* _Text under study_:
"""

The genome coverage of the of BAC clones was estimated from in silico similarity search of BAC end sequences  on the bovine genome sequence assembly of BTA6. Calculating insert sizes of BAC clones by in silico mapping on the basis of the recent sequence assembly (NCBI, Btau4.0) revealed experimentally unachievable insert sizes for two clones (BBI_750K15348: of 865 Kb and BBI_750M0258: 198 Kb, see Additional file 2), which could possibly be due to errors in the sequence assembly. Therefore, medium inserts sizes were applied for these two clones in our estimation of genome coverage.
Exon trapping on BAC clones
Exon trapping relies on the conservation of cis-acting sequences at intron-exon boundaries required for splicing in all eukaryotic species. By subcloning a genomic fragment into the intron of an expression vector, internal exons encoded in the genomic fragment will be spliced into the transcript encoded on the expression vector. Successful capture of exons by internal exon trapping relies on the prerequisite, that the cloned genomic DNA fragment focused on, contains at least one exon flanked by intronic sequences [22, 23, 59]. Reverse transcriptase polymerase chain reaction (RT-PCR) using primers specific for the transcript on the expression vector will provide a product for analysis by electrophoresis and sequencing.
Essentially, exon trapping was performed using the exon trapping system formerly provided by Gibco/Life Technologies (now Invitrogen) according to the manufacturer's instructions and published protocols [22, 23] with minor modifications. We replaced the splicing vector pSPL3 with pSPL3b provided by Genzyme Corp., Framington, MA, in order to increase exon trapping efficiency as has been reported by Burn et al. [24, 60].
Individual BAC clones (500 ng) were completely double digested with BamHI and BglII and partially digested with Sau3AI, respectively, gel-purified and shotgun cloned into the dephosphorylated BamHI site of the splicing vector pSPL3b. Recombinant colonies were pooled and plasmid DNA was prepared with a plasmid purification kit (Macherey & Nagel). The DNA was used to transfect COS-7 cells for transient expression of the reporter system by lipofection with lipofectamine plus (Invitrogen). Exon trapping reporter transcripts were examined by extracting total cytoplasmic RNA from COS-7 cells 24 h posttransfection using the RNeasy kit (Qiagen). The RNA was reverse-transcribed with oligo (dT) primer and Superscript II RNase H- reverse transcriptase (Invitrogen) followed by PCR amplification using vector-specific primers (SD6 and SA2 provided by the supplier). To minimize the recovery of products due to cryptic or vector-self splicing, BSTXI digestion of the PCR mixture was performed. Exon trapping libraries were established by subcloning the BSTXI digested PCR products of the transcribed sequences into pAMP10 plasmid vector using the UDG cloning system (Gibco/Life Technologies, now Invitrogen) as recommended by the manufacturer.

"""

* _Task list_:
1. From the passage on BAC clones and exon trapping, quote the portion starting at "The genome coverage" and ending at "of genome coverage.".
2. According to the passage on BAC clones and exon trapping, which cell line was transfected for transient expression of the reporter system?
3. Proceed with the passage on BAC clones and exon trapping, writing on from the point where it stops.

* _Given material_:
"""

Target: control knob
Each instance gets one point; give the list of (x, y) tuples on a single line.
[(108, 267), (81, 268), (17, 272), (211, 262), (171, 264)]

"""

* _Your written answers_:
1.
The genome coverage of the of BAC clones was estimated from in silico similarity search of BAC end sequences  on the bovine genome sequence assembly of BTA6. Calculating insert sizes of BAC clones by in silico mapping on the basis of the recent sequence assembly (NCBI, Btau4.0) revealed experimentally unachievable insert sizes for two clones (BBI_750K15348: of 865 Kb and BBI_750M0258: 198 Kb, see Additional file 2), which could possibly be due to errors in the sequence assembly. Therefore, medium inserts sizes were applied for these two clones in our estimation of genome coverage.

2. COS-7 cells.

3.
Plasmid DNA from recombinant clones was isolated from each exon trapping library and sequenced with vector-cassette-specific primers SD2 and SA4 using ABI-Prism BigDye terminator cycle sequencing kit (Applied Biosystems). Prior to sequencing we included amplification of the inserts of recombinant clones directly from the colonies with primers SD2 and SA4 as a preselection step to minimize sequencing of small exon trapping products. PCR products were analyzed by agarose gel electrophoresis. PCR products exceeding the amplicon size of the empty plasmid vector (>230 bp) were subjected to sequencing. Sequences were compared among themselves and with the vector sequence to identify non-redundant genuine trapped exons.
Primers were designed for unique exon trapped sequences (ETS) exceeding a size of 60 bp (see Additional file 1) and tested for successful PCR amplification on a panel of genomic DNA from their parent BAC clones to verify the genomic origin of the trapped sequences.
Unique ETS were deposited in the Genbank nucleotide database. Accession numbers are given in Additional file 1.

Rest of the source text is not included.